# PROBLEMA A
Enumera todas as cidades referidas na crónica que se segue.

1.Saí do Rio de Janeiro no último dia da Primavera, aterrei em Belgrado no primeiro dia do Inverno. É o que acontece quando atravessamos o Equador em Dezembro. Não consigo ver a distância no Google Maps, porque não dá para ir a pé, de carro ou de autocarro. Ficam só dois pontinhos no planisfério, sem ligação disponível. Procuro “distância entre cidades”, dá 9961 quilómetros. No meu telefone diz que quando esta crónica sair estarão 34 graus no Rio e nevará em Belgrado. Já são três horas mais tarde agora. Mas nem os quilómetros nem a temperatura nem a diferença horária dão conta do grande curto-circuito no tempo: toda a gente fuma nos bares, cafés e restaurantes de Belgrado. Difícil saber se isto é o passado ou o futuro.
2.Já chegaste a Sarajevo, pergunta um amigo, deves estar na Croácia, escreve uma amiga. Nada que os nacionalismos gostem de ouvir, mas a Jugoslávia ainda é uma ideia forte, penso, antes mesmo de o meu anfitrião sérvio Vladimir dizer o mesmo, à mesa de um restaurante onde nesse momento somos quatro, e três fumam.
3.Ia escrever que estive em Sarajevo e na Croácia no fim da guerra, mas aqui não dá para dizer isto assim, no singular, quando só nos anos 90 houve guerra bastante para se ter sido criança numa e adolescente noutra. Então, estive em Sarajevo e na Croácia no fim da guerra de 1995, mas nunca tinha estado em Belgrado. É a capital que mais vezes foi bombardeada no século XX, diz o meu anfitrião português André. Só entre o aeroporto e a casa dele dá para ver a ruína do ministério detonado pela NATO em 1999 e as janelas entaipadas da ex-embaixada americana. Difícil manter um vidro americano intacto, em Belgrado, no pós-1999.

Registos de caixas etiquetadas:
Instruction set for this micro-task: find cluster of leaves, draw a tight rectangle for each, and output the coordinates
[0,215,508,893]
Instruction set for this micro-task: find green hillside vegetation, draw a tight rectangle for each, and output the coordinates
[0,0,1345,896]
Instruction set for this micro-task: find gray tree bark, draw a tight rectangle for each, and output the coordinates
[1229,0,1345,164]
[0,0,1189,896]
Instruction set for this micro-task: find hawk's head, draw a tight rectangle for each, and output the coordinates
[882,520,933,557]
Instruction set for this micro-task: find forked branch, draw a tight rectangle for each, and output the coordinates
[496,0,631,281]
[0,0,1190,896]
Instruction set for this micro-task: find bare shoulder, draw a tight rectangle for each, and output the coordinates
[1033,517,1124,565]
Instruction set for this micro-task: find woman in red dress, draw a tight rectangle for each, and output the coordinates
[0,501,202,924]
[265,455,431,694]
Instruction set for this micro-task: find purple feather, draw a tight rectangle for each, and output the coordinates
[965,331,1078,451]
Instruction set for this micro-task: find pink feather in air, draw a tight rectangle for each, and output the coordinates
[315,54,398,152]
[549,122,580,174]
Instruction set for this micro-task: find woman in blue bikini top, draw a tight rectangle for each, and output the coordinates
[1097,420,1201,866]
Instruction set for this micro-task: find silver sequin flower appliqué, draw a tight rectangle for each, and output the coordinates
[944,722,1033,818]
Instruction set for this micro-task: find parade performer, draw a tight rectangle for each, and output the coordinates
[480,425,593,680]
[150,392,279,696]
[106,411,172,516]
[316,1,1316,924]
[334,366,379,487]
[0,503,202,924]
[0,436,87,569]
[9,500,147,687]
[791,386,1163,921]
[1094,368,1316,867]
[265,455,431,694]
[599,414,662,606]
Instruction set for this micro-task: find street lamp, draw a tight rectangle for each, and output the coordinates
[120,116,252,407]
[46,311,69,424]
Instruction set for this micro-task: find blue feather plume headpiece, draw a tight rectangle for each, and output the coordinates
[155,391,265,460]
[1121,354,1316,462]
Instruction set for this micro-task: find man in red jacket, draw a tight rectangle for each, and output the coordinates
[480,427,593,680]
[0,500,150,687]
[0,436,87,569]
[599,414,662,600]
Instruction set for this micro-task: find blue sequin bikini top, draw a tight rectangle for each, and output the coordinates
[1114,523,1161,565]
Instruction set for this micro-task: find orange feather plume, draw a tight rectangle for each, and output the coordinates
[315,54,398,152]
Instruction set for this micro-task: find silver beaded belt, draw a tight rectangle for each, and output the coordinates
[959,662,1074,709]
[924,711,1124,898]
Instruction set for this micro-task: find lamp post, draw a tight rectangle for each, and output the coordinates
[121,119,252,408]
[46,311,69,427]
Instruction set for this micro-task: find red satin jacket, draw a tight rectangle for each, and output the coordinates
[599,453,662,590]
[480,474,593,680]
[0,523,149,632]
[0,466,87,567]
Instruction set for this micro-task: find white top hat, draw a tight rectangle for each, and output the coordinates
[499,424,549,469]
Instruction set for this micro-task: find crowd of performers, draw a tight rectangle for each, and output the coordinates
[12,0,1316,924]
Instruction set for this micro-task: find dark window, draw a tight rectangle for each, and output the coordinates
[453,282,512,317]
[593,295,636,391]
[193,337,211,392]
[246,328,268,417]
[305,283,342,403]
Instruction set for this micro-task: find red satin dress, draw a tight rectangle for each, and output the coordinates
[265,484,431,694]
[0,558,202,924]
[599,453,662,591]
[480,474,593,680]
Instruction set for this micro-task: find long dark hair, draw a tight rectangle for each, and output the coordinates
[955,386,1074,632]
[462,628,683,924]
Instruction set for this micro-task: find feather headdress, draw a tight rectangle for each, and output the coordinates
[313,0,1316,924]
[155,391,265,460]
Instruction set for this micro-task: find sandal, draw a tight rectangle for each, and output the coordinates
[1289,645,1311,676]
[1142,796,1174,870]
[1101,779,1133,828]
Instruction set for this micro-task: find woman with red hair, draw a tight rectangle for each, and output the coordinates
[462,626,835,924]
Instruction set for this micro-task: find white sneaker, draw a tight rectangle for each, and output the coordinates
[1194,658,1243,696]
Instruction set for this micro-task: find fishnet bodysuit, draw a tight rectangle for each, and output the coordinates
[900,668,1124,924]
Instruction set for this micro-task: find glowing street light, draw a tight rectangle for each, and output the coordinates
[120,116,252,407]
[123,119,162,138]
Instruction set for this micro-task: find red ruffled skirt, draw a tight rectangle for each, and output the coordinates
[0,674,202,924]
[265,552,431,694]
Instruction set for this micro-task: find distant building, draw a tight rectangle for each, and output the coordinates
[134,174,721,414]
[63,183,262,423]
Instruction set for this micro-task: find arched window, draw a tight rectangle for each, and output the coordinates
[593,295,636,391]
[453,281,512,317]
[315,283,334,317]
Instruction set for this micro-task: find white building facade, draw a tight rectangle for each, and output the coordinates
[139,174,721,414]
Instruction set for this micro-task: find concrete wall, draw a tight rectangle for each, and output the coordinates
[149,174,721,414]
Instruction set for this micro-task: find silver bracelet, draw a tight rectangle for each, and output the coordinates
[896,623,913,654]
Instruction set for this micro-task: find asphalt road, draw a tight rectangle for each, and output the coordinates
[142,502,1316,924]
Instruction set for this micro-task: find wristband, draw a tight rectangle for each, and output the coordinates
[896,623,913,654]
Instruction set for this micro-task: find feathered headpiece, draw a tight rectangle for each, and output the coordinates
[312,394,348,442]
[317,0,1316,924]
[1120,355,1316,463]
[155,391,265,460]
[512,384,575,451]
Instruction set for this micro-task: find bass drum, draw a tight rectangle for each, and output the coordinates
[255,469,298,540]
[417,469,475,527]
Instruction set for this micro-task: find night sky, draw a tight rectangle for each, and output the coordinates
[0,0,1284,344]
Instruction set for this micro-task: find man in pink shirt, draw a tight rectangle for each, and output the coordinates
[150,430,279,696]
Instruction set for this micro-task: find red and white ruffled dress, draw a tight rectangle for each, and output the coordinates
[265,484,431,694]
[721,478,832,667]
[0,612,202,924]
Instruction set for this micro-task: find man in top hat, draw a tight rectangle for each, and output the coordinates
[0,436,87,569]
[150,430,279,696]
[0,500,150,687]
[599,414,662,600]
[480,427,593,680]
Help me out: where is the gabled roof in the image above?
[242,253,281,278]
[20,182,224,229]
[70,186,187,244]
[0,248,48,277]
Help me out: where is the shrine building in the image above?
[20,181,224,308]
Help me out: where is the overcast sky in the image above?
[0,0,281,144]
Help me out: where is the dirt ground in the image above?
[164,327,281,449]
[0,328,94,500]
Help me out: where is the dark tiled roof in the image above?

# PROBLEMA B
Reescreve as entradas do início até à linha que contém "[0,0,1190,896]", inclusive, trocando "tight rectangle" por "close-fitting box" e deixando tudo o resto como está.

# RESOLUÇÃO ESCRITA A
Rio de Janeiro, Belgrado, Sarajevo

# RESOLUÇÃO ESCRITA B
Instruction set for this micro-task: find cluster of leaves, draw a close-fitting box for each, and output the coordinates
[0,215,508,893]
Instruction set for this micro-task: find green hillside vegetation, draw a close-fitting box for each, and output the coordinates
[0,0,1345,896]
Instruction set for this micro-task: find gray tree bark, draw a close-fitting box for each, and output the coordinates
[1229,0,1345,164]
[0,0,1189,896]
Instruction set for this micro-task: find hawk's head, draw a close-fitting box for each, and output the coordinates
[882,520,933,557]
Instruction set for this micro-task: find forked branch, draw a close-fitting box for each, and output the coordinates
[496,0,631,281]
[0,0,1190,896]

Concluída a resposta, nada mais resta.